● Excerpted records

________

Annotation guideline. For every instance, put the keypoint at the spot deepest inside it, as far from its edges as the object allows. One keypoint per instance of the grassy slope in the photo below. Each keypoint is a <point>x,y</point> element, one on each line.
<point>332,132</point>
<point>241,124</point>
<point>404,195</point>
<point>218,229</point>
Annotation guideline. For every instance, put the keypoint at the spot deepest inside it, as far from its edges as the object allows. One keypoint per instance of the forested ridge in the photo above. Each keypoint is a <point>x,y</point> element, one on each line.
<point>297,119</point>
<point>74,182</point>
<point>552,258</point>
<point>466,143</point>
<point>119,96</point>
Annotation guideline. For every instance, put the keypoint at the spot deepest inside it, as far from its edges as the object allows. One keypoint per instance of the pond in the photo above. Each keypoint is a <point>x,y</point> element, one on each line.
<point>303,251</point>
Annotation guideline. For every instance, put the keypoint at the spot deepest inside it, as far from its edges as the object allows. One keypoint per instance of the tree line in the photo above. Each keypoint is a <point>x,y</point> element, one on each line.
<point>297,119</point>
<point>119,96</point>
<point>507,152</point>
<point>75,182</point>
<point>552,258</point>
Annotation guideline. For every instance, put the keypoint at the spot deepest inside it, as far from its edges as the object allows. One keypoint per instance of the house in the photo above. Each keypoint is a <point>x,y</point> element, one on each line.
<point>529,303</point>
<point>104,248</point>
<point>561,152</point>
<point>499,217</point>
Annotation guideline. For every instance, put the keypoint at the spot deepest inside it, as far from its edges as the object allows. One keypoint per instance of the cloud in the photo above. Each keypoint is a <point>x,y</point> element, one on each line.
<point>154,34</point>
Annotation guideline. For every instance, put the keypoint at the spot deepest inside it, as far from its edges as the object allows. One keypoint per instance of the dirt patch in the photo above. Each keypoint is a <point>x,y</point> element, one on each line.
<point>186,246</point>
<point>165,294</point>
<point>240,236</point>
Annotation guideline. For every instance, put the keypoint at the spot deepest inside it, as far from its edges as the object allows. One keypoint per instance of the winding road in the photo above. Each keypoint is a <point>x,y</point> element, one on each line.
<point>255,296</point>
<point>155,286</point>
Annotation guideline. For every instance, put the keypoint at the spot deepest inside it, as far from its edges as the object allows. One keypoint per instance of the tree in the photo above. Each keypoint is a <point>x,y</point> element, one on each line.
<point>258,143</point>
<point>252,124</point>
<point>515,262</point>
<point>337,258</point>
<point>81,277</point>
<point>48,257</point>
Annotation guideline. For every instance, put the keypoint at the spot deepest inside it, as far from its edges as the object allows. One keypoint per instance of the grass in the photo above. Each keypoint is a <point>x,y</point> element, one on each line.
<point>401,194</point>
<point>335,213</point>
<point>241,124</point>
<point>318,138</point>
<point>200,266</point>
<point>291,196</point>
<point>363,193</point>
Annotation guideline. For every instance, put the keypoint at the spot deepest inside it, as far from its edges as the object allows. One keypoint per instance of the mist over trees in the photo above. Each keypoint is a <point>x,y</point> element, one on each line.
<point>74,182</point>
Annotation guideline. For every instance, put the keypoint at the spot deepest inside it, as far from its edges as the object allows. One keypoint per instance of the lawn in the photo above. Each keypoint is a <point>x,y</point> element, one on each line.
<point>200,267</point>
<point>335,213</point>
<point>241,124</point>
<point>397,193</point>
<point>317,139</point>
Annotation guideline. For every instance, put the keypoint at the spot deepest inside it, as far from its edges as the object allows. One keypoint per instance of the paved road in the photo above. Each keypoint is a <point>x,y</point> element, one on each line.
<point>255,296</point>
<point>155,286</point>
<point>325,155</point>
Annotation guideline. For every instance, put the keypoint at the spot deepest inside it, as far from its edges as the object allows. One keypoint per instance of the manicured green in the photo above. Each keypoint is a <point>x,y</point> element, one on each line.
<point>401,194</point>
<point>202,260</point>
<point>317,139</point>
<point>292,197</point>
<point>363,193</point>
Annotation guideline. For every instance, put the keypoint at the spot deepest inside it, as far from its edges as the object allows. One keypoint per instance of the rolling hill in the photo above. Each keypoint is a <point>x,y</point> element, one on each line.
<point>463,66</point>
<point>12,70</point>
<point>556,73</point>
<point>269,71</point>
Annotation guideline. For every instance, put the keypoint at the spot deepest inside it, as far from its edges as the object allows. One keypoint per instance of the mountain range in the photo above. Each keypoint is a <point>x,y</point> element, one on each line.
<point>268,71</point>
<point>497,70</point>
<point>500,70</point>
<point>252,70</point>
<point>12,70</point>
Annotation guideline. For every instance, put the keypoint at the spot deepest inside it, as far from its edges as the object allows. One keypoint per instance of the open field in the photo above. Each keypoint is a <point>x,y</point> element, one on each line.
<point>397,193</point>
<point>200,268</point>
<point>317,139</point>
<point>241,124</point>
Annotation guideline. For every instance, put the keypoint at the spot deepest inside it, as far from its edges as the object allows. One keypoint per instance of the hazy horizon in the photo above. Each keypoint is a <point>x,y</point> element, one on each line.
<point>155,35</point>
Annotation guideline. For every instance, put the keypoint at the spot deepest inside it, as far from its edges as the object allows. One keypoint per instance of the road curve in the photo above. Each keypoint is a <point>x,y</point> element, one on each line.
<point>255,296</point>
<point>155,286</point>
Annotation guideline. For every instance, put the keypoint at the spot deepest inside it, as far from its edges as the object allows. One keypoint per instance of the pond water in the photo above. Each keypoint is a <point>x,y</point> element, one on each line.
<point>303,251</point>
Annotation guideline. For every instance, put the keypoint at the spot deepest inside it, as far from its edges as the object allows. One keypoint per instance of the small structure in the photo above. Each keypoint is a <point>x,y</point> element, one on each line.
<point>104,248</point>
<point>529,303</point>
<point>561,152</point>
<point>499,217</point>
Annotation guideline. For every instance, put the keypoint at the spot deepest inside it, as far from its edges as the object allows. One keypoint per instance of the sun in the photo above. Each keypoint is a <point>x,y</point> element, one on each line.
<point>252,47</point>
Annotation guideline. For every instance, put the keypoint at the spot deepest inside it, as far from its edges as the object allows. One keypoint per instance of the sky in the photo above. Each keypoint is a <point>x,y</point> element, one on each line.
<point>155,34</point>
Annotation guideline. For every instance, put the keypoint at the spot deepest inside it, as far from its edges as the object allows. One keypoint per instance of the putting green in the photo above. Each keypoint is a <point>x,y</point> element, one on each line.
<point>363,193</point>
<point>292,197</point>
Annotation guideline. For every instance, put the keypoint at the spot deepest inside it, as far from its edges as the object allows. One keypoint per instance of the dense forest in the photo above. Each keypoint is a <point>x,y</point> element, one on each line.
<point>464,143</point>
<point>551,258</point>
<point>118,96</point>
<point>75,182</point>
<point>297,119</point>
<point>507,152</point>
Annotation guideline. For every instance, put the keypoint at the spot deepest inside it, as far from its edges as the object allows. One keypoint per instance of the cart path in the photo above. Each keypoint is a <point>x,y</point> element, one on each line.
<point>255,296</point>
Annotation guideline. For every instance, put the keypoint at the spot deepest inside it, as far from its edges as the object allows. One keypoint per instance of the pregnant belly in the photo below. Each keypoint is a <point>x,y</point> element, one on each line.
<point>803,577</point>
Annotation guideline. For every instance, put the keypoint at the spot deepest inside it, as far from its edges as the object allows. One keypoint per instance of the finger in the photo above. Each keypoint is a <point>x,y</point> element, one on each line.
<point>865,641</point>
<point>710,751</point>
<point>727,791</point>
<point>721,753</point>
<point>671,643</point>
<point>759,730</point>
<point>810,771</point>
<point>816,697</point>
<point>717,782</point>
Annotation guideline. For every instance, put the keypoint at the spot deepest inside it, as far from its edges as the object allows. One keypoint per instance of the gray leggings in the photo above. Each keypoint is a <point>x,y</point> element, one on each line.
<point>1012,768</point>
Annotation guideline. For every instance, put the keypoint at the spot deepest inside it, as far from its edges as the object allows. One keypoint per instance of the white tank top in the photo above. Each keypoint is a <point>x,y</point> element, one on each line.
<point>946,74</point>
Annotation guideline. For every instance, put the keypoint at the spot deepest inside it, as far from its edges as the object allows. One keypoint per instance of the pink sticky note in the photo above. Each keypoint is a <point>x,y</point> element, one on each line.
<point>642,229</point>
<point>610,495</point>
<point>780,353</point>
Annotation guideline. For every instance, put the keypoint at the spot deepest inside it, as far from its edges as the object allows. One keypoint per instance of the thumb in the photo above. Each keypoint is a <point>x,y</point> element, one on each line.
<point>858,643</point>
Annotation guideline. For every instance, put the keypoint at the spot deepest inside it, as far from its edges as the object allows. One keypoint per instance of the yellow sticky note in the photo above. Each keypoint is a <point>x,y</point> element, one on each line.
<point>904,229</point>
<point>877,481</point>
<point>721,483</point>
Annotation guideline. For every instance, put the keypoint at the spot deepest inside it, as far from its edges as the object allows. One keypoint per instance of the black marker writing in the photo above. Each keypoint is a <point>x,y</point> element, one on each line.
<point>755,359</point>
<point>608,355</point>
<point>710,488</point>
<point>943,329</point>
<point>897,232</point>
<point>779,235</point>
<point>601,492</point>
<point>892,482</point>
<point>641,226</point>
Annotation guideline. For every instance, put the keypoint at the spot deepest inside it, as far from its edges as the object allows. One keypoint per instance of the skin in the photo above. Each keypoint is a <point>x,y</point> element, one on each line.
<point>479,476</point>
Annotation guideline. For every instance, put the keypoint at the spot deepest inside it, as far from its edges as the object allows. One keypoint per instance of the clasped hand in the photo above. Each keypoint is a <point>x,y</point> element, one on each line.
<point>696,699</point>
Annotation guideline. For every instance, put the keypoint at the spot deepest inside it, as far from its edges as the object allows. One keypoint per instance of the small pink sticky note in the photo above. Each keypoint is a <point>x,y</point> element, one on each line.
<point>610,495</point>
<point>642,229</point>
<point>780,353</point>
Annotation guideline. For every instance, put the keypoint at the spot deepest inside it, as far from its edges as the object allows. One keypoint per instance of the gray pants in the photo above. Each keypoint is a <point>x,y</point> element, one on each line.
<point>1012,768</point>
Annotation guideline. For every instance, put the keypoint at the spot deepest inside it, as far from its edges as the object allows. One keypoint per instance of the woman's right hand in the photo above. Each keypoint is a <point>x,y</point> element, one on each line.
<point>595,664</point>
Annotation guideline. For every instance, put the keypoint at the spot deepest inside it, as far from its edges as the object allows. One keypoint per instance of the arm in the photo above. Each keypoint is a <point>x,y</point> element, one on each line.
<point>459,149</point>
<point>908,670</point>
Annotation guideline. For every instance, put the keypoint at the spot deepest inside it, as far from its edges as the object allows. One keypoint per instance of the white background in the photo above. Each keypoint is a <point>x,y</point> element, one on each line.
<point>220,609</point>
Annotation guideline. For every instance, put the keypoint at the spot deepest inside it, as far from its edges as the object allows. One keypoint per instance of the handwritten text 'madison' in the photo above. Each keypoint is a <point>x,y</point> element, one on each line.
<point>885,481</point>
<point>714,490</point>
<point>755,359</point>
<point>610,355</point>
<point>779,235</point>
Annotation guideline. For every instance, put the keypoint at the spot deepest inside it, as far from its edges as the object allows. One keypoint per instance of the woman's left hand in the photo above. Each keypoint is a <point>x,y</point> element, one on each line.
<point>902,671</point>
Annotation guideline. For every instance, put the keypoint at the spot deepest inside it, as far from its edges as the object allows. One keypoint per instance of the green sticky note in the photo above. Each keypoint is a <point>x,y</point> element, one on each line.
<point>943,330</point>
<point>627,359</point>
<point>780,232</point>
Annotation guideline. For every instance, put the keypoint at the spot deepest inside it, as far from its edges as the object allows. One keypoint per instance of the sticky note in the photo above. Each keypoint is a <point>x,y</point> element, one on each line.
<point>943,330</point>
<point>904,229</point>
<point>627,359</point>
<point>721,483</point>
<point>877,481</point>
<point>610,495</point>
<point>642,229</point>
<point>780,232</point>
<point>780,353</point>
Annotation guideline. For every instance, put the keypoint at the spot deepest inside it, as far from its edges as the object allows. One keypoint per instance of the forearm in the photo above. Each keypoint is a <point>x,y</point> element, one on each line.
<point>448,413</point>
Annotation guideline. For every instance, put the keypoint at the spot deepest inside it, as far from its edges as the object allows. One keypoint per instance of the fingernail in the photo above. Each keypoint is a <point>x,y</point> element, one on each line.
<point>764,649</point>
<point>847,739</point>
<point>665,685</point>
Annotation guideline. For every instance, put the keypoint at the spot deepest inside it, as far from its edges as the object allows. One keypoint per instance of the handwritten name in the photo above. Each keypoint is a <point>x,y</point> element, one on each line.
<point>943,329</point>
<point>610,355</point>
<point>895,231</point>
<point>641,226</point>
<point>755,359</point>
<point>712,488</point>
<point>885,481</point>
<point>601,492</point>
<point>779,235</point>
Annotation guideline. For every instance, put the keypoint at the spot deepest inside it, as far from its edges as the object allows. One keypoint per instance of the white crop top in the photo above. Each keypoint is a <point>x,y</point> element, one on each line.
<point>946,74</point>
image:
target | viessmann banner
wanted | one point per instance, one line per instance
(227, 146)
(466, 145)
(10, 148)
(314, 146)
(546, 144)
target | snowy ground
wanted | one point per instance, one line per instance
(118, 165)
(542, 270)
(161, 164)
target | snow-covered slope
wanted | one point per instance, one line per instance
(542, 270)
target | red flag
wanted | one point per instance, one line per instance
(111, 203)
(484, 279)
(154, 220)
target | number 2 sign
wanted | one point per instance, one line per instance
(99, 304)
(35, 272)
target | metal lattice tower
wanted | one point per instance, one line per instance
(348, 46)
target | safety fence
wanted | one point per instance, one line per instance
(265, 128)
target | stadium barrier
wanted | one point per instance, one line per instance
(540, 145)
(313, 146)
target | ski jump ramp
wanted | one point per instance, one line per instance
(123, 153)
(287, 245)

________

● Exercise details
What lines in the records contain the word "target"? Return each one.

● Solution to the exercise
target | viessmann banner
target | snowy ground
target | snow-covered slope
target | red flag
target | number 2 sign
target | metal lattice tower
target | safety fence
target | stadium barrier
target | ski jump ramp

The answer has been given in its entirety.